## Istruzioni esercizio
[A] Elenca tutti gli enti e le organizzazioni nominati nell'articolo sul calo delle nascite, ciascuno una sola volta.
[B] Prosegui l'articolo sul calo delle nascite a partire dal punto in cui si ferma.

## Testo da analizzare
Il pediatra, ‘calo nascite collegato con crisi economica’

Roma, 3 lug. (AdnKronos Salute) – Il nuovo crollo delle nascite nel Belpaese – l’Istat segnala il minimo storico nel 2018 dall’Unità d’Italia – non stupisce il pediatra di Milano Italo Farnetani, che da anni monitora il fenomeno. Se i neonati iscritti all’anagrafe sono stati 439.747, con un calo del 4% rispetto al 2017 (-18 mila in valori assoluti), “io ho sempre interpretato i dati del calo demografico negli ultimi anni come un effetto dell’andamento dell’economia reale”, spiega all’AdnKronos Salute l’esperto, docente alla Libera università degli Studi di Scienze umane e tecnologiche di Malta.

(Voci di dati estratte)
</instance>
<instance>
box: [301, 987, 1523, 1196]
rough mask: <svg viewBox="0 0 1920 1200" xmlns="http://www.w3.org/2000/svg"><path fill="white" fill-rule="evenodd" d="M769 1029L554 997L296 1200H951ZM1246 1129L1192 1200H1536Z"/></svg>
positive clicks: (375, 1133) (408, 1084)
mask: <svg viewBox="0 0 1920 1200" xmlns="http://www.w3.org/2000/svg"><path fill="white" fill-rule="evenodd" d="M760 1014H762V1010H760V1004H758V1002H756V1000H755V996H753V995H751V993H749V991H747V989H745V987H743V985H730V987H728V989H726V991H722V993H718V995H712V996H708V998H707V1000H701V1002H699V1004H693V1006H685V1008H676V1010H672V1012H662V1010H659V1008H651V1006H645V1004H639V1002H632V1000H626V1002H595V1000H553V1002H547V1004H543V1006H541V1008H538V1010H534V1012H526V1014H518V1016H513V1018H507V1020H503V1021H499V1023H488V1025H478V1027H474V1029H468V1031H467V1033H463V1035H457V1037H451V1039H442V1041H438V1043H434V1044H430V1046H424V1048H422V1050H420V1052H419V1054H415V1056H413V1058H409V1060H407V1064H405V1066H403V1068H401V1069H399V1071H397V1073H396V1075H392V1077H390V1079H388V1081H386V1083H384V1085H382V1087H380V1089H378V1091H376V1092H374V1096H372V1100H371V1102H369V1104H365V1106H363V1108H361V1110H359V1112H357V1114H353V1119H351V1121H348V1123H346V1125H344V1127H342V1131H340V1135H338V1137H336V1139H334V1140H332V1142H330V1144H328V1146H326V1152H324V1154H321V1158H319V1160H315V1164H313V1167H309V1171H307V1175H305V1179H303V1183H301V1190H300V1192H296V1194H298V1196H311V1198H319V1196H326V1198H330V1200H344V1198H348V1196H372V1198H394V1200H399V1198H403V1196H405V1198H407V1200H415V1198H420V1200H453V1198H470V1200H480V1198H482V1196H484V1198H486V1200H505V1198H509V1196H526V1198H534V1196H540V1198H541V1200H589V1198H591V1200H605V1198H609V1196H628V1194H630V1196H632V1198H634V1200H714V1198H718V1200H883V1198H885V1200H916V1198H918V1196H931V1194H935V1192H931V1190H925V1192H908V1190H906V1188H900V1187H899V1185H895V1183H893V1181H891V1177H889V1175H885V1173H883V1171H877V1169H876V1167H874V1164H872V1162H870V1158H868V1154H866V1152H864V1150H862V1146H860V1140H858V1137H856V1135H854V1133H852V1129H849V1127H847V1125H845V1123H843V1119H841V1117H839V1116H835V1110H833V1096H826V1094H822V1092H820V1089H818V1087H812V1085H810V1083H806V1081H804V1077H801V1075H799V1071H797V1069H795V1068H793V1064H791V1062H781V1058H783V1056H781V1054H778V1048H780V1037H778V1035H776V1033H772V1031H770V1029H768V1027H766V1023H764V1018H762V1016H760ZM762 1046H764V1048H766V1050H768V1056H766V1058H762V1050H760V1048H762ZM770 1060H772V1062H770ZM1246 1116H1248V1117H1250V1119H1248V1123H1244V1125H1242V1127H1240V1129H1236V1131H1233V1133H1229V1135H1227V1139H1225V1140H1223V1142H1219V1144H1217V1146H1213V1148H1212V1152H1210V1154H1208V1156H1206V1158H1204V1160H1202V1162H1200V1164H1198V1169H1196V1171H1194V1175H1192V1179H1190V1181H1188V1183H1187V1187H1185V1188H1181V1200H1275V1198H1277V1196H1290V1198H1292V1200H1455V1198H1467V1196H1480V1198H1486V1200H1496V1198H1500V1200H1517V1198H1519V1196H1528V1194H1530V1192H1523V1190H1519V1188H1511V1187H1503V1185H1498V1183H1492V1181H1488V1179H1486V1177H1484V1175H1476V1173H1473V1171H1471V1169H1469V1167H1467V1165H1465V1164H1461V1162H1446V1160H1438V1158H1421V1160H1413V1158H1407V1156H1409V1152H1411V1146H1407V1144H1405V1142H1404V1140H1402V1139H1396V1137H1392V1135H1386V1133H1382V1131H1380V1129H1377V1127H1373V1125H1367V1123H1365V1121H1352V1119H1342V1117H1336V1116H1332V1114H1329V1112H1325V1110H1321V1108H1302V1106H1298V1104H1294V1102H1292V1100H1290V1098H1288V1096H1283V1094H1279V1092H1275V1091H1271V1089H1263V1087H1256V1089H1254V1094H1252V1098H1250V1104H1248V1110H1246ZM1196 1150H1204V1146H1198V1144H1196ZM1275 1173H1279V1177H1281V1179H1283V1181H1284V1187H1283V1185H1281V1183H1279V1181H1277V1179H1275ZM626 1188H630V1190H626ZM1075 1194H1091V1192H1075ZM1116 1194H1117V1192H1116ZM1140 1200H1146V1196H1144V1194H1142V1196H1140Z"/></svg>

## Elenco risposte
[A]
Istat
AdnKronos Salute
Libera università degli Studi di Scienze umane e tecnologiche di Malta

[B]
Farnetani sottolinea “la situazione dei giovani italiani, costretti a lavori precari con contratti brevi. Tra cococo e lavori ‘a gettone’, è normale che i ragazzi abbiano difficoltà anche solo a pensare al consolidamento della famiglia. Offrire certi servizi o meno poi fa la differenza, e questo è un punto dolente nel nostro Paese: mancano i servizi per l’infanzia – rileva il pediatra – La riduzione del concepimento, comunque, non la ritengo un fatto inarrestabile. Il dato tornerà in salita nel momento in cui l’economia reale tornerà a crescere, e di conseguenza anche l’occupazione”.
Inoltre, osserva Farnetani, “questa riduzione della natalità ha anche un aspetto positivo: oggi i genitori hanno sempre più spesso delle gravidanze consapevoli e quella di concepire un figlio è una scelta che si fa quando sanno di poter offrire alla prole una situazione di sicurezza e di benessere”. Per lo specialista, comunque, “la natalità nel Belpaese riprenderà nei prossimi anni, ma è bene cominciare a programmare i servizi futuri in base ai nati di oggi. Queste statistiche garantiscono una possibilità di programmazione importante, che va sfruttata”, conclude.